**EXERCISE REQUIREMENTS:**
Restate the records underneath, keeping each one exactly the same.

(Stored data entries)
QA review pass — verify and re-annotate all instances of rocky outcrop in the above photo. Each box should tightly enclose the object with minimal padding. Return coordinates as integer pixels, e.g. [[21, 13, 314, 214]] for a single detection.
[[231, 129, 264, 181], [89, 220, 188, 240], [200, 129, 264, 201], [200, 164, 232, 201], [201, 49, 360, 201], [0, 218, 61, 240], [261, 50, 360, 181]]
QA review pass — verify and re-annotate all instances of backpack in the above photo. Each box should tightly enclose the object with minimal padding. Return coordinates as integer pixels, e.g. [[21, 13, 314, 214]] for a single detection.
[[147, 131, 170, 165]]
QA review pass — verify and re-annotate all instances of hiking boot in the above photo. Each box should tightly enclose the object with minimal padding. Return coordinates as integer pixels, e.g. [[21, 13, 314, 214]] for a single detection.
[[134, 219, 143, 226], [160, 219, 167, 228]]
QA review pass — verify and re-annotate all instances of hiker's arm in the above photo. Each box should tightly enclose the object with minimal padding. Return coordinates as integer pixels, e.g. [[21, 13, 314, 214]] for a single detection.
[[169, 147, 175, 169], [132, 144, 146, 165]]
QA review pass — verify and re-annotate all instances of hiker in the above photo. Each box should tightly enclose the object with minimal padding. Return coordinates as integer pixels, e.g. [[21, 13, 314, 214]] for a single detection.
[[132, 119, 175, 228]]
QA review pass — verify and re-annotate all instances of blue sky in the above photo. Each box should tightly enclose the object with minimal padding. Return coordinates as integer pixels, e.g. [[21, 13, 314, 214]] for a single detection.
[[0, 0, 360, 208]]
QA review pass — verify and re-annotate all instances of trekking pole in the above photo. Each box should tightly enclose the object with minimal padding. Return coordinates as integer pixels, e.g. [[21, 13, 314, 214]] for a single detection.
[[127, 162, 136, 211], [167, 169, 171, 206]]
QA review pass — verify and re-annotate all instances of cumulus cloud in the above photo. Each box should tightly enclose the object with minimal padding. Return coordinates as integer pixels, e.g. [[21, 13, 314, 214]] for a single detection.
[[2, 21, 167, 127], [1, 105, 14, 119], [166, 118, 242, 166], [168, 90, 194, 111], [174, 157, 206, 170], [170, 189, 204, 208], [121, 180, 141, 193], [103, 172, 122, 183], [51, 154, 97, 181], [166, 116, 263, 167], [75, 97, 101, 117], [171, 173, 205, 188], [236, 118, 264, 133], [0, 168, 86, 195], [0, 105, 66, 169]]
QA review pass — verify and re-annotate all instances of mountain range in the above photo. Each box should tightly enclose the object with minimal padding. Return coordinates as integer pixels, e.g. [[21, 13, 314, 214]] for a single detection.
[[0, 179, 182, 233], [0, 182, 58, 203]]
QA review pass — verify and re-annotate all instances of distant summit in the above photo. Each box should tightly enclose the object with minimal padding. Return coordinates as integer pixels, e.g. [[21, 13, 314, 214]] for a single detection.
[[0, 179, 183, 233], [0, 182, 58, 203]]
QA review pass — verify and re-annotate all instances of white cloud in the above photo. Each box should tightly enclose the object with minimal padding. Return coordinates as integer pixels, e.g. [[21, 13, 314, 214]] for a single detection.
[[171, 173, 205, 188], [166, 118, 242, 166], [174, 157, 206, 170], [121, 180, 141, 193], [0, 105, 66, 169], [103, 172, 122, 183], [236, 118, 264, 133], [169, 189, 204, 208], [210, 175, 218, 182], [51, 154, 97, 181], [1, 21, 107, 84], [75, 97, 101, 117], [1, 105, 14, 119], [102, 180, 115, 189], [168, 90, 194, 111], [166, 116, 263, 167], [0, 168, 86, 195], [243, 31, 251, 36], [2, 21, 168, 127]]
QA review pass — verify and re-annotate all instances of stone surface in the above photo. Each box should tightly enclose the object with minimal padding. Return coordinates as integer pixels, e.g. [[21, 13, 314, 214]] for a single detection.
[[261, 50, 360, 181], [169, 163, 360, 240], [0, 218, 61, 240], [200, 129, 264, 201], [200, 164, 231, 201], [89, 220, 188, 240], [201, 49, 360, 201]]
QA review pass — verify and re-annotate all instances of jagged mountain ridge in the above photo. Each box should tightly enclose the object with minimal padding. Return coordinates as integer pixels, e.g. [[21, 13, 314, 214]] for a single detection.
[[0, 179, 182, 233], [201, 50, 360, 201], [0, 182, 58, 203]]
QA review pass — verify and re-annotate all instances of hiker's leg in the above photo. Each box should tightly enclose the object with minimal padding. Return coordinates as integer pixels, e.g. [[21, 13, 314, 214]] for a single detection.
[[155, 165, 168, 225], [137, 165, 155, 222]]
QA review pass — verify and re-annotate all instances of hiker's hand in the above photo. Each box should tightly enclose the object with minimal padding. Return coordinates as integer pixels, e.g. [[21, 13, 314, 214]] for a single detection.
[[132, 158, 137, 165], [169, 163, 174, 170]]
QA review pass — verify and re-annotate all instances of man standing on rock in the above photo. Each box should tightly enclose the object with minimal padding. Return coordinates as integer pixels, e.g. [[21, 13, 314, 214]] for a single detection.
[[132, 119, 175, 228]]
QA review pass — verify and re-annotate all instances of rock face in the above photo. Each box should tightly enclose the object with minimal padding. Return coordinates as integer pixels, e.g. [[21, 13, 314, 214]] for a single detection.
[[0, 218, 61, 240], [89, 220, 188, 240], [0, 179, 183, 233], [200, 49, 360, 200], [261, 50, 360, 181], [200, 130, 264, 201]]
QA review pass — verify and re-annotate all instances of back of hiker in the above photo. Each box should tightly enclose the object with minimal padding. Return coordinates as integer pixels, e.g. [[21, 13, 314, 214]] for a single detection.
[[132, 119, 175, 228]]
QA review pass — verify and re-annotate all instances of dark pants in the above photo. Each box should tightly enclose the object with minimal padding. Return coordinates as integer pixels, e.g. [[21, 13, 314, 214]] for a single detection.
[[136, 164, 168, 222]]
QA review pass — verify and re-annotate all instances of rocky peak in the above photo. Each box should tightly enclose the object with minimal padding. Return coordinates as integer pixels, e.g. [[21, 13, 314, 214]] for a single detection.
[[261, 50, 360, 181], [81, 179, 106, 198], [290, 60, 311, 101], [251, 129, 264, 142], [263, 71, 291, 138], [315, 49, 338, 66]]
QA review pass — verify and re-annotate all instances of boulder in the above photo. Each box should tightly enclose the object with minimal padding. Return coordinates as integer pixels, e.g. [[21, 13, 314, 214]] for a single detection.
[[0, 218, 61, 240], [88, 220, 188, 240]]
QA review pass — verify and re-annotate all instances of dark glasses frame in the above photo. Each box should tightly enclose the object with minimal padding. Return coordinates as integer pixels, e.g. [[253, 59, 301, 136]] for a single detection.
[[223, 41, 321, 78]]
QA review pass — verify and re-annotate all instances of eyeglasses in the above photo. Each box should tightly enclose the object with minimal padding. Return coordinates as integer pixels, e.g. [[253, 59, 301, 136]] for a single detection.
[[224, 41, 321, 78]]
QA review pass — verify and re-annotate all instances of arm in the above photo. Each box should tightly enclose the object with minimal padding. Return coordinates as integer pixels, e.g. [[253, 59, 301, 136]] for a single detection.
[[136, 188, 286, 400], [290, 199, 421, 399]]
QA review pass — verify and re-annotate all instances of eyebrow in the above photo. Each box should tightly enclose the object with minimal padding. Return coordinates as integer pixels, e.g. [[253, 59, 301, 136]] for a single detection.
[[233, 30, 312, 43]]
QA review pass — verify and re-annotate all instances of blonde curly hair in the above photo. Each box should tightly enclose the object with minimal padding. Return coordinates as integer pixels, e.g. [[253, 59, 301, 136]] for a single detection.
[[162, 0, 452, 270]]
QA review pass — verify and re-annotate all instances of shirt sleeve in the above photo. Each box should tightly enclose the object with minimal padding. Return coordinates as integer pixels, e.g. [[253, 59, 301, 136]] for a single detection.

**WRITTEN ANSWER:**
QA review pass — verify and re-annotate all instances of rocky outcrop in the above photo. Each box should tightly enclose the object with minimal padding. Return coordinates as integer pixels, e.g. [[21, 13, 314, 214]] for a single detection.
[[231, 129, 264, 181], [89, 220, 188, 240], [200, 129, 264, 201], [200, 164, 232, 201], [201, 49, 360, 201], [0, 218, 61, 240], [261, 50, 360, 181]]
QA review pass — verify and re-annotate all instances of backpack in the above photo. Each box should tightly enclose the object with minimal padding. Return coordinates as integer pixels, e.g. [[21, 13, 314, 214]] for a single detection.
[[147, 131, 170, 165]]
QA review pass — verify and re-annotate all instances of hiking boot in the above photo. Each box should tightly enclose the object with minimal padding. Return coordinates as integer pixels, e.g. [[21, 13, 314, 214]] for a single detection.
[[134, 219, 143, 226], [160, 219, 167, 228]]
QA review pass — verify and re-annotate all instances of hiker's arm in the above photo. Each box should tightly enclose the object with minimal padding. Return coordinates as integer pixels, e.g. [[21, 13, 314, 214]] for a single detection.
[[169, 147, 175, 169], [132, 144, 146, 165]]
QA review pass — verify and re-annotate all instances of hiker in the above photo. Each box should tightly enclose the object with minimal padding. Return coordinates as integer pixels, e.g. [[21, 13, 314, 214]] for a single detection.
[[132, 119, 175, 228]]
QA review pass — verify and re-annotate all instances of blue sky in the above photo. Each box should tightly enclose the object with minimal padding. Return coordinates as integer pixels, e.g. [[21, 13, 314, 214]] for a single detection.
[[0, 0, 360, 208]]
QA review pass — verify and re-annotate all instances of trekking pole in the above photo. Each box should tightly enclose the object with minimal padding. Return coordinates as integer pixels, e.g. [[21, 13, 314, 214]] for a single detection.
[[127, 162, 136, 211], [167, 169, 171, 206]]
QA review pass — verify and re-annotate all instances of cumulus cloud in the above photo. Each box should tightly enclose the object with minimal padding. Return coordinates as integer pixels, e.g. [[21, 13, 314, 214]] for a single detection.
[[2, 21, 167, 127], [1, 105, 14, 119], [166, 118, 242, 166], [168, 90, 194, 111], [174, 157, 206, 170], [170, 189, 204, 208], [121, 180, 141, 193], [103, 172, 122, 183], [51, 154, 97, 181], [166, 116, 263, 167], [75, 97, 101, 117], [171, 173, 205, 188], [236, 118, 264, 133], [0, 168, 86, 195], [0, 105, 66, 169]]
QA review pass — verify and re-annotate all instances of mountain range in the above photo. Each box should tightly enclose the object with minimal padding. Return coordinates as integer pixels, e.g. [[21, 13, 314, 214]] for a single detection.
[[0, 179, 182, 233], [0, 182, 58, 203]]
QA review pass — verify and re-annotate all instances of distant summit in the above photo. Each box should tightly enclose the object with minimal padding. Return coordinates as integer pixels, e.g. [[21, 13, 314, 214]] for a single detection.
[[0, 179, 183, 233], [0, 182, 58, 203]]
QA review pass — verify and re-annotate all instances of white cloud in the above photo. Each box should tightly enclose the object with minimal padding. Return coordinates as integer pixels, e.g. [[21, 13, 314, 214]] for a single detection.
[[171, 173, 205, 188], [166, 118, 242, 166], [174, 157, 206, 170], [121, 180, 141, 193], [0, 105, 66, 169], [103, 172, 122, 183], [236, 118, 264, 133], [169, 189, 204, 208], [210, 175, 218, 182], [51, 154, 97, 181], [1, 21, 107, 84], [75, 97, 101, 117], [1, 105, 14, 119], [102, 180, 115, 189], [168, 90, 194, 111], [166, 116, 263, 167], [0, 168, 86, 195], [243, 31, 251, 36], [2, 21, 168, 127]]
QA review pass — verify and re-annotate all instances of stone surface in the above photo. Each box should tightly enclose the object with minimal padding. Return coordinates as integer pixels, e.g. [[21, 13, 314, 214]] for a single detection.
[[261, 50, 360, 181], [169, 163, 360, 240], [0, 218, 61, 240], [200, 129, 264, 201], [200, 164, 231, 201], [89, 220, 188, 240], [201, 49, 360, 201]]
QA review pass — verify and re-annotate all instances of jagged mountain ridge in the above photo. Each box should tightly enclose the object with minimal padding. Return coordinates as integer pixels, e.g. [[21, 13, 314, 214]] for a single detection.
[[0, 179, 182, 233], [201, 50, 360, 201], [0, 182, 58, 203]]
QA review pass — verify and re-annotate all instances of hiker's leg in the above photo. Each box should tightly enclose the object with minimal padding. Return coordinates as integer pixels, e.g. [[21, 13, 314, 214]] for a single detection.
[[155, 165, 168, 225], [137, 165, 155, 222]]
QA review pass — verify and re-annotate all instances of hiker's hand in the above photo. Each box should tightly enclose the object with minimal padding. Return coordinates as integer pixels, e.g. [[21, 13, 314, 214]] for a single detection.
[[132, 158, 137, 165], [169, 163, 174, 170]]
QA review pass — verify and re-annotate all instances of man standing on rock in the above photo. Each box should tightly enclose the object with minimal padding. Return coordinates as integer pixels, e.g. [[21, 13, 314, 214]] for a single detection.
[[132, 119, 175, 228]]
QA review pass — verify and re-annotate all instances of rock face in the above photo. Each box should tightly enclose the object with minimal padding. Return coordinates as integer pixels, e.g. [[21, 13, 314, 214]] for a single detection.
[[0, 218, 61, 240], [89, 220, 188, 240], [0, 179, 183, 233], [200, 49, 360, 200], [261, 50, 360, 181], [200, 130, 264, 201]]
QA review pass — verify and re-annotate all instances of back of hiker in the above photo. Each box should tightly enclose the object with minimal padding. Return coordinates as integer pixels, e.g. [[21, 13, 314, 214]] for a single detection.
[[132, 119, 175, 228]]
QA review pass — verify and re-annotate all instances of dark pants in the above photo. Each box should tightly enclose the object with minimal padding. Return coordinates as integer pixels, e.g. [[21, 13, 314, 214]] for a single detection.
[[136, 164, 168, 222]]
QA review pass — verify and re-annotate all instances of rocky peak in the above photo. Each box should tightly enclose the object with minimal padding. Return coordinates as integer pixels, e.g. [[21, 13, 314, 214]] for a single detection.
[[261, 50, 360, 181], [81, 179, 106, 198], [290, 60, 311, 101], [251, 129, 264, 142], [263, 71, 291, 138], [315, 49, 338, 66]]
QA review pass — verify and re-annotate all instances of boulder in the above photo. Each box should tightly enclose the object with minimal padding. Return coordinates as integer pixels, e.g. [[21, 13, 314, 214]] for a single detection.
[[0, 218, 61, 240], [88, 220, 188, 240]]
QA review pass — verify and re-annotate all instances of dark glasses frame in the above photo. Each box should tightly enclose the object with minimal padding. Return coordinates as integer pixels, e.g. [[253, 59, 301, 136]] for a single detection.
[[223, 41, 321, 78]]
QA review pass — verify and re-annotate all instances of eyeglasses in the above photo. Each box should tightly enclose the object with minimal padding. Return coordinates as integer pixels, e.g. [[253, 59, 301, 136]] for a single detection.
[[224, 41, 321, 78]]
QA review pass — verify and re-annotate all instances of arm in the above photo. Each box should tightly enclose the object with minimal padding. Return coordinates as integer pixels, e.g. [[253, 59, 301, 136]] for a single detection.
[[136, 188, 286, 400], [290, 199, 421, 399]]
QA review pass — verify and re-annotate all instances of eyebrow in the above photo. Each box should tightly enclose the object with minimal padding. Return coordinates as integer pixels, e.g. [[253, 59, 301, 136]] for a single detection.
[[233, 30, 312, 43]]
QA review pass — verify and re-annotate all instances of blonde curly hair in the above photo. Each box should tightly enclose the object with minimal padding. Return coordinates as integer pixels, e.g. [[253, 59, 301, 136]] for a single detection.
[[162, 0, 452, 270]]
QA review pass — verify and re-annotate all instances of shirt sleeve in the above photo. Each box should tightly enclose the object with minimal padding. Return coordinates as integer pixels, e.g. [[253, 59, 301, 136]] for a single detection.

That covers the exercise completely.